▶ [TASK STATEMENT] Please pick up the passage on India's relations with Israel after its final sentence and carry it forward.

▶ [SELECTED PASSAGE]
Ironically, while India has taken Israel’s systematic oppression of the Palestinians as a framework in regards to the subjugation of the people of Kashmir along with being an ardent supporter of Israel’s policies against the Palestinians, their leaders were once supporters of Nazism and Hitler’s policies against the Jews. Speeches made by Savarkar during 1937-1942 as the president of Hindu Mahasabha – the period during which he commented on Indian foreign policy – as collected by Italian researcher Marzia Casolari, reflect his adulation for Hitler. He is believed to have said, “The very fact that Germany or Italy has so wonderfully recovered and grown so powerful as never before at the touch of Nazi or Fascist magical wand is enough to prove that those political ‘isms’ were the most congenial tonics their health demanded.”
Going as far as expressing their admiration for the Nazi regime and using Hindutva as a doctrine to deny the Indian Muslims of their civil rights, both ideologies are based on their concept of a nation that is religiously homogenous and all those not following the same religion are relegated to second tier citizens and non-members of their nation.
Immediately after independence, India sought friendlier relations with the Arab states and aligned itself with the third world Non-Aligned Movement, viewing Israel as a proxy of Western imperial powers. Indeed Gandhi himself believed that the Zionist state was a colonial enterprise. In November 1947, the Indian delegate to the General Assembly argued for a national Arab-Jewish state in Palestine and voted against the UN Partition Plan for Palestine which involved splitting the country into a larger Jewish state and a smaller Arab state.
India also became the first non-Arab state to recognize the Palestine Liberation Organization (PLO) as a legitimate representative of the Palestinian people in 1974 and later became one of the first countries to recognize the state of Palestine in 1988.
However, India’s approach changed after the end of the Cold War when its leaders rethought their global strategy. In 1992, India and Israel opened their first bilateral diplomatic missions and started a transactional relationship, primarily cooperating over military and technology contracts. Since then, the countries have found mutual areas of interest, namely in intelligence sharing and countering terrorism. In the years since Modi’s election, the two countries have become ever closer with reports that Modi is trying to ‘de-hyphenate’ the Israel-Palestine issue in order to create ties with Israel. In the years since Modi’s election, the two countries have become ever closer with reports that Modi is trying to ‘de-hyphenate’ the Israel-Palestine issue in order to create ties with Israel.
India and Israel have not only drawn closer but are outdoing each other in their horrendous policy of the subjugation of Muslims in IIOJK and Gaza. It would not be wrong to say that Hindu BJP nationalists have drawn inspiration from Zionist Israel and have taken a page out of the policy book of Israel for converting IIOJK into a living hell. India’s policy of forcefully terrorizing the population through innovative harassment measures, brute force, and systematically altering the demographics is a reflection of Israel’s policy in Palestine.

▶ [LISTED RECORDS]

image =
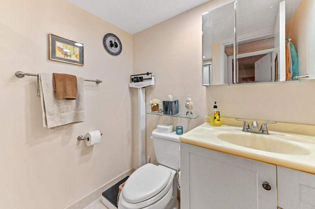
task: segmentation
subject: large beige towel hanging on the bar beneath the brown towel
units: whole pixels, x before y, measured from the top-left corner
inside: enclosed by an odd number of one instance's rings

▶ [EXERCISE ANSWER]
It is therefore not surprising that Modi and Netanyahu are close personal friends. On his visit to Israel in 2017, Modi was warmly welcomed by Netanyahu with the words, “Prime Minister Modi, we have been waiting for you for a long time, almost 70 years… We view you as a kindred spirit.” The two nations are passionate about their brutal occupations of Kashmir and Palestine.
The India-Israel alliance is often described as a full-blown romance, but the ongoing brutal persecution of the Kashmiris and Palestinians has made this a bloody affair for decades. India has continuously increased the purchase of arms from Israel. India is one of Israel’s biggest arms exports clients, spending billions of dollars since the 1960s to import weapons and technology from Israel. Indian police forces have also been receiving training in Israel in the recent years in newer and more brutal techniques to subjugate the unarmed Kashmiris in an effort to break their spirit.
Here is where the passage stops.